Quote each record exactly, please, leaving none out.
- - - -
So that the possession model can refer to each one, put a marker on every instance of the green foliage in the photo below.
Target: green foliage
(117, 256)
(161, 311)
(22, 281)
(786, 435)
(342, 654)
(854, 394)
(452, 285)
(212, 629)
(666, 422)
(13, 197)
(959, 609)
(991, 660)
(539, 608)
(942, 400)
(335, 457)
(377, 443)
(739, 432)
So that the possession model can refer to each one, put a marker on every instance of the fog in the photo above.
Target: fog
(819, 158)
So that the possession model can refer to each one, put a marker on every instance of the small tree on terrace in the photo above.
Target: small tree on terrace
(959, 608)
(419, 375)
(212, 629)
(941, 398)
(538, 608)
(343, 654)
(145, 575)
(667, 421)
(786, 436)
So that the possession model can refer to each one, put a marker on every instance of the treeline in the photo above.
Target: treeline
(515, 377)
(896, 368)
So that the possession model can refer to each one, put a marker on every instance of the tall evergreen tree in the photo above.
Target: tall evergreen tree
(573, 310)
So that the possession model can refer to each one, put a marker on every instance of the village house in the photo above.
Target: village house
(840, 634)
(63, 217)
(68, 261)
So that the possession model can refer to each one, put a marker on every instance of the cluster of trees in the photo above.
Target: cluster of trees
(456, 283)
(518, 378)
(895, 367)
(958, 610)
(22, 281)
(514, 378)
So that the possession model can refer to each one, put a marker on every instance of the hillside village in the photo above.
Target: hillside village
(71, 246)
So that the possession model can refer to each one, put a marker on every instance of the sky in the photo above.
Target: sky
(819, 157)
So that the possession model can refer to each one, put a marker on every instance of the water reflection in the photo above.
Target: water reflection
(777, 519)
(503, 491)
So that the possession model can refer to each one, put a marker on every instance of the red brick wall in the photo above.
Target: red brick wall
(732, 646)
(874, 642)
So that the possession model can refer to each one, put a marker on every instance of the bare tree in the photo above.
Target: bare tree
- - - -
EXERCISE RESPONSE
So that the possession model can refer to each one, put a marker on every instance of the green foliage in the photo below.
Target: green foliage
(117, 256)
(161, 311)
(22, 281)
(786, 435)
(342, 654)
(854, 394)
(452, 285)
(212, 629)
(666, 422)
(13, 197)
(959, 609)
(991, 660)
(539, 608)
(942, 400)
(335, 457)
(377, 443)
(739, 432)
So that the possession model can refer to each one, put a marker on every instance of the fog in the photo above.
Target: fog
(819, 158)
So that the possession model can refer to each one, put a marker on every instance of the small tree on terrace in the photo above.
Target: small tree on terrace
(959, 608)
(419, 375)
(212, 629)
(941, 398)
(538, 608)
(343, 654)
(145, 575)
(667, 421)
(786, 436)
So that the possession model can refer to each one, put a marker on every instance of the treeline in the photo above.
Target: treeline
(515, 377)
(896, 368)
So that the possession model can refer to each one, put a marker on every instance of the tall evergreen tree in the photo above.
Target: tall evergreen tree
(573, 310)
So that the possession model can refer to each one, put a marker on every instance of the village house in the photo above.
Target: village house
(840, 634)
(63, 217)
(68, 261)
So that the possession model can refer to each one, put a marker on every instance of the cluster of trees in the photo above.
Target: cluster of trees
(456, 283)
(518, 378)
(895, 367)
(958, 610)
(22, 281)
(514, 378)
So that the possession model can refer to each one, put a marker on every instance of the hillside village in the photo above.
Target: hillside village
(71, 246)
So that the possession model can refer to each one, put a marker on every instance of the sky in the photo above.
Target: sky
(819, 157)
So that the possession model can refer to each one, put a marker on every instance of the water reflection in the photo above.
Target: water reflection
(777, 519)
(503, 491)
So that the possession model can refer to each one, put a marker on every instance of the red brick wall in the photo above.
Target: red brick wall
(732, 646)
(874, 642)
So that the possession model can refer to each one, put a marker on every instance of the bare tree in the photo above.
Target: bare tree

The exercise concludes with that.